As an ever-increasing portion of the global population finds themselves confined to their homes this week, coronavirus-related coverage is driving major surges in web traffic to publishers, and not just those that specialize in hard news, multiple vendors are reporting this week.
The analytics firm Parse.ly, whose referrals dashboard indicates that search engines are driving a larger portion of referral traffic to its 2,500+ member sites than at any point in the last 12 months, tells both Axios and Recode that coverage explicitly related to the coronavirus pandemic accounted for 13–15% of overall web traffic to these sites from March 6 to 12, dwarfing the activity on content related to the upcoming U.S. presidential election.
Data from Parse.ly competitor Chartbeat indicates that coronavirus coverage is dominating on its network of publisher sites, both in terms of visits and engaged time, across not just news outlets, but technology- and entertainment-focused sites as well.
Meanwhile, LiveIntent, an email marketing platform whose 2,500 clients include major DTC brands and several publishers such as Condé Nast and The New York Times, says it’s seen a 5% increase in newsletter open rates across the board this week, with newsletters in the “arts and entertainment” and “fashion and style” categories seeing the largest relative bumps.

SOURCE MATERIAL:
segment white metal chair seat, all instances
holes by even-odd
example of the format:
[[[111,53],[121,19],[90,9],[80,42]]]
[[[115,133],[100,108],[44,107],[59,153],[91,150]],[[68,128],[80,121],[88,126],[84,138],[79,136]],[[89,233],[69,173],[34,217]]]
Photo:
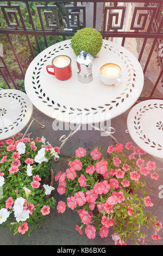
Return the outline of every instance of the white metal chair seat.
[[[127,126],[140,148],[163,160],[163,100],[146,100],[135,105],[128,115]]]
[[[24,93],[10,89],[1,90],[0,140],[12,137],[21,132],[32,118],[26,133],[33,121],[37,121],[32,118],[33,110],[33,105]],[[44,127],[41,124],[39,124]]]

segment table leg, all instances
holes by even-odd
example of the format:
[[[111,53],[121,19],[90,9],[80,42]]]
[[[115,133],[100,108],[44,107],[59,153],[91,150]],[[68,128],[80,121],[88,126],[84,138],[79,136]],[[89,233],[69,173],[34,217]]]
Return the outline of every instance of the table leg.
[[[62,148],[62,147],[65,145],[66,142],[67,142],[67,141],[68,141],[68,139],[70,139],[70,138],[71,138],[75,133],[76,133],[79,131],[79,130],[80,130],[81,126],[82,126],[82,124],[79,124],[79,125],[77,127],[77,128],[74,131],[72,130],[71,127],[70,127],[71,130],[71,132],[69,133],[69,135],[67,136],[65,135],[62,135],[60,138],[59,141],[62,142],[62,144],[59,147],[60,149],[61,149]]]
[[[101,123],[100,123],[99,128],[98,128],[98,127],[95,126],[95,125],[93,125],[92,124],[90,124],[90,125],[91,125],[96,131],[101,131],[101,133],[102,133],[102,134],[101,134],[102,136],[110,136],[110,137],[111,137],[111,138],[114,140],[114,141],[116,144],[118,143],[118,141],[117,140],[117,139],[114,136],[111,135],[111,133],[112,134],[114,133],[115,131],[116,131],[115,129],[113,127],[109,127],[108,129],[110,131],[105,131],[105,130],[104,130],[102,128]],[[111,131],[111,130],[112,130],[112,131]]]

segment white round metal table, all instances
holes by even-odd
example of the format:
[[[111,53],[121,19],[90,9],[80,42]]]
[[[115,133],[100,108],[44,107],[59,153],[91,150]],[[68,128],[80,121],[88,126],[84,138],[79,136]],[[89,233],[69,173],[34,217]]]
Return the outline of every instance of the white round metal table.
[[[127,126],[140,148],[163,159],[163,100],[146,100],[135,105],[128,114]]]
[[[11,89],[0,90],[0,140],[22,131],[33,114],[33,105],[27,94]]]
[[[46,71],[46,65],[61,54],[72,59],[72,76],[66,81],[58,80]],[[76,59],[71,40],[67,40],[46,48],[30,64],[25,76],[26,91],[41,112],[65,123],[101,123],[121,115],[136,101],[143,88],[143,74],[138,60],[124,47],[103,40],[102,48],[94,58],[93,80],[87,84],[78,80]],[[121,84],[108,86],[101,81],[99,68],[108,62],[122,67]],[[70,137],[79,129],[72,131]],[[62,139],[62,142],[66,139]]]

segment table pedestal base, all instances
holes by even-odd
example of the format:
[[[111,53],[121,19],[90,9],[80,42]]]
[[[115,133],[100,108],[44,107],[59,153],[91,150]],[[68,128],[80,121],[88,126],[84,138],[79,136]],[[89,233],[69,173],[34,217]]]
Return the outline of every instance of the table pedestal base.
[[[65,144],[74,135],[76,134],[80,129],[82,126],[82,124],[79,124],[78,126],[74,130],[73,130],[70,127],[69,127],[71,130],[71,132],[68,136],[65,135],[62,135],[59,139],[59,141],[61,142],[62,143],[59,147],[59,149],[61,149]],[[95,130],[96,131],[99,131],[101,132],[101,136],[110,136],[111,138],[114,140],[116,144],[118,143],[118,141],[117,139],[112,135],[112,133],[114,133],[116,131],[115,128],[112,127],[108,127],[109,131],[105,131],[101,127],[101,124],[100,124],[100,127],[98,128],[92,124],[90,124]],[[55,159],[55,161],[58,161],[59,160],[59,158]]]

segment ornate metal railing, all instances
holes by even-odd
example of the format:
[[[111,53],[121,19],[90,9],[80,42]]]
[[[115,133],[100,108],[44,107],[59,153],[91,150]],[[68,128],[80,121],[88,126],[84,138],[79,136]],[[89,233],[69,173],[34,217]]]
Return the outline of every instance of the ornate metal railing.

TASK 1: Can you return the part of the article on coronavirus web traffic starting with "Data from Parse.ly" and going on through "sites as well."?
TASK 2: Which companies and media outlets does the article on coronavirus web traffic name?
The listing has nothing to do with the article on coronavirus web traffic.

ANSWER 1:
Data from Parse.ly competitor Chartbeat indicates that coronavirus coverage is dominating on its network of publisher sites, both in terms of visits and engaged time, across not just news outlets, but technology- and entertainment-focused sites as well.

ANSWER 2:
- Parse.ly
- Axios
- Recode
- Chartbeat
- LiveIntent
- Condé Nast
- The New York Times